__WHAT YOU WILL DO__
Filter this material down to the lines that contain the string "building", and return those lines.

- Opening Delimiter -

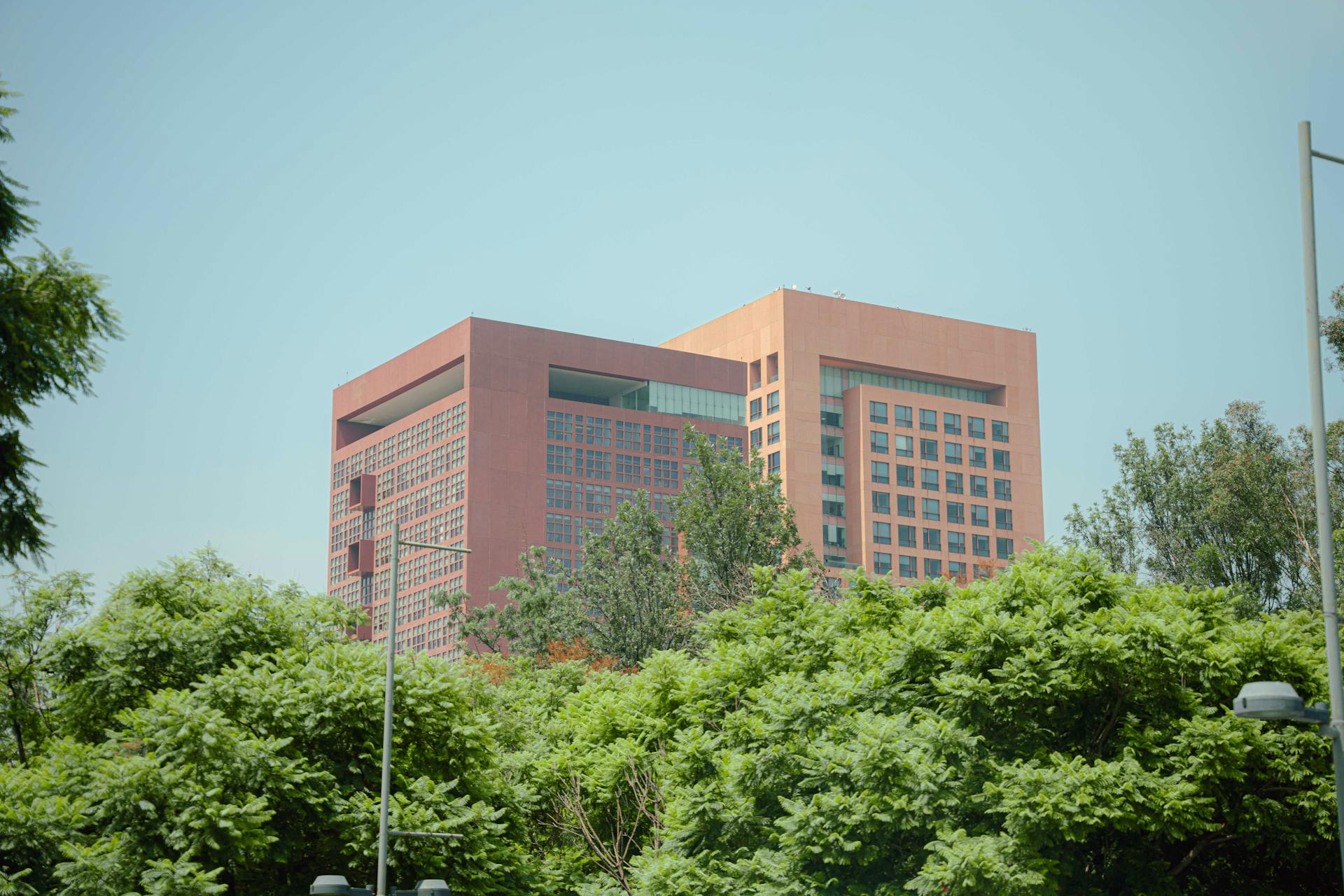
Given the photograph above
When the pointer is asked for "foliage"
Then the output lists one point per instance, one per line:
(732, 516)
(1228, 507)
(52, 316)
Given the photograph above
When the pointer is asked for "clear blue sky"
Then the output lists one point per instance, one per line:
(284, 195)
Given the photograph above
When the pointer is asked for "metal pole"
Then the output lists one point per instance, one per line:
(1324, 526)
(387, 715)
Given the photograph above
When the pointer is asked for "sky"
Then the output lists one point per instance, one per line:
(284, 195)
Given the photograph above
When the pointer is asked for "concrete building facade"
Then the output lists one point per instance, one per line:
(907, 444)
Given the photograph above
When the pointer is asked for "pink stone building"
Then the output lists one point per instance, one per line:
(909, 444)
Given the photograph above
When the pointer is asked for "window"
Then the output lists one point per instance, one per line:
(906, 536)
(881, 532)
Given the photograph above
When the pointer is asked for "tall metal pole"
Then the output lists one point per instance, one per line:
(387, 715)
(1324, 524)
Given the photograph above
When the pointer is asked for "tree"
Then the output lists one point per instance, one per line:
(539, 610)
(631, 589)
(36, 612)
(732, 516)
(52, 316)
(1228, 507)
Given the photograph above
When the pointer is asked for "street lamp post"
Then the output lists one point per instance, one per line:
(387, 699)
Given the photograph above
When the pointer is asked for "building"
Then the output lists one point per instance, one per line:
(502, 437)
(907, 444)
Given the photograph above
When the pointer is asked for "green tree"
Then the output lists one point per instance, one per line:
(35, 613)
(52, 317)
(634, 592)
(733, 516)
(1227, 507)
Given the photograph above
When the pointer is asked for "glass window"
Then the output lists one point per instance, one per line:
(906, 536)
(881, 532)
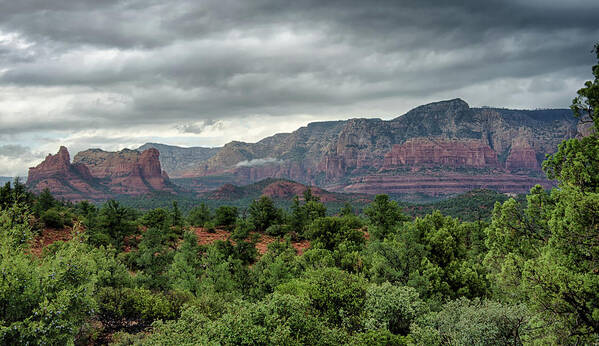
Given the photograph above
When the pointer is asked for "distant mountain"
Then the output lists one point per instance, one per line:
(435, 150)
(178, 161)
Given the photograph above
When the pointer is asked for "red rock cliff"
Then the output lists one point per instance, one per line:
(127, 171)
(522, 157)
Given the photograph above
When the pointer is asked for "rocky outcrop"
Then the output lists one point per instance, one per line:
(447, 135)
(522, 157)
(417, 185)
(439, 152)
(63, 179)
(280, 190)
(127, 171)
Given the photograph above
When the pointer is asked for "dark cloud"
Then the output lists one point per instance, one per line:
(116, 65)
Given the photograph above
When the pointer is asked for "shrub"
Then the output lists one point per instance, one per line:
(52, 218)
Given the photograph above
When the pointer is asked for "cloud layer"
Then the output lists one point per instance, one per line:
(117, 73)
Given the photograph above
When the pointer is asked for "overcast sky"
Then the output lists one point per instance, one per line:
(114, 74)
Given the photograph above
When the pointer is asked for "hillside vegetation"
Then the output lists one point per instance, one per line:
(528, 275)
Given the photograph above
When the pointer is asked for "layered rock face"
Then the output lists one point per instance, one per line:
(522, 157)
(127, 171)
(63, 179)
(179, 161)
(97, 175)
(439, 138)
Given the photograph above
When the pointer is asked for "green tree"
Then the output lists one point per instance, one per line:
(576, 163)
(186, 269)
(384, 215)
(176, 217)
(264, 214)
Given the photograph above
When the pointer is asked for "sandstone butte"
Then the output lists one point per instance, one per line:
(100, 175)
(438, 149)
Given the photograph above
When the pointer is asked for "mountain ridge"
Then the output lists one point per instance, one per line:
(437, 149)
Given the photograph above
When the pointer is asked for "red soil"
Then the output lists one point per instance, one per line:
(205, 237)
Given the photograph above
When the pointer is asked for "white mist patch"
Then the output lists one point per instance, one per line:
(257, 162)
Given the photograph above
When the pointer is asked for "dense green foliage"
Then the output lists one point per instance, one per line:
(528, 275)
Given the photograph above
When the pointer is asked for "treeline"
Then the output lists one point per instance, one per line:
(530, 275)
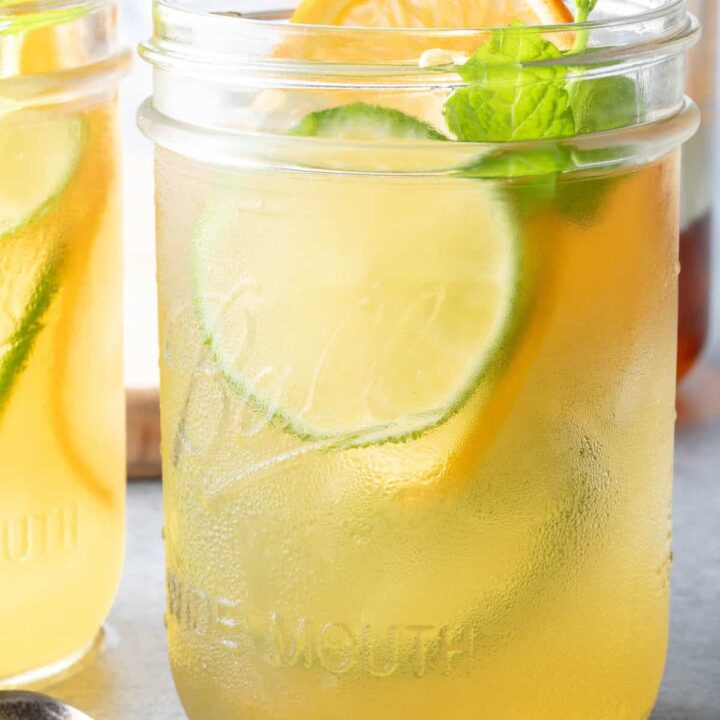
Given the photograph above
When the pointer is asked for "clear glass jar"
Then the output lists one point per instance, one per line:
(417, 395)
(61, 383)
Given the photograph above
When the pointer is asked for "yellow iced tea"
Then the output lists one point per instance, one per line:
(61, 388)
(418, 330)
(515, 558)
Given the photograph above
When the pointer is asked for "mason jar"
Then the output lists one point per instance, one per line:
(61, 382)
(418, 335)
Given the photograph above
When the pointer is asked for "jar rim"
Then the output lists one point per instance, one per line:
(215, 37)
(26, 14)
(264, 17)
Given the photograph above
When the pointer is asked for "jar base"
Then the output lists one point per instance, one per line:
(55, 671)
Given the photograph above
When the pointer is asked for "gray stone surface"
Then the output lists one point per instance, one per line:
(130, 679)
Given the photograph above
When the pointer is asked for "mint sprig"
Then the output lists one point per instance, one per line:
(505, 100)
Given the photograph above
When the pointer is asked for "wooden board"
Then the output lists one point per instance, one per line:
(143, 434)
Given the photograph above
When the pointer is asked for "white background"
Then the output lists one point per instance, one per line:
(140, 298)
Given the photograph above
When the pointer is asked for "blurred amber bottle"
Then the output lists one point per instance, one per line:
(698, 195)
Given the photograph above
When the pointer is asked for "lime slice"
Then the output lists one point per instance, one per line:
(37, 162)
(361, 309)
(363, 122)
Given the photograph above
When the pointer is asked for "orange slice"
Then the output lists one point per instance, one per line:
(431, 13)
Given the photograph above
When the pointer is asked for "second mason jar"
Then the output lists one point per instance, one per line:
(418, 342)
(62, 461)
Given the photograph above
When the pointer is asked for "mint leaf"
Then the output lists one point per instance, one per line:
(507, 100)
(584, 8)
(539, 161)
(600, 104)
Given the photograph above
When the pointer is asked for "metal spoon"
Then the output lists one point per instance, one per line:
(18, 705)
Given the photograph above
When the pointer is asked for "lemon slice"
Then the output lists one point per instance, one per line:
(337, 308)
(37, 161)
(431, 14)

- Closing Delimiter -

__EXERCISE RESULT__
When the pointer is asked for "concrete building facade"
When the pointer is asked for "pink stone building"
When the pointer is asked for "building"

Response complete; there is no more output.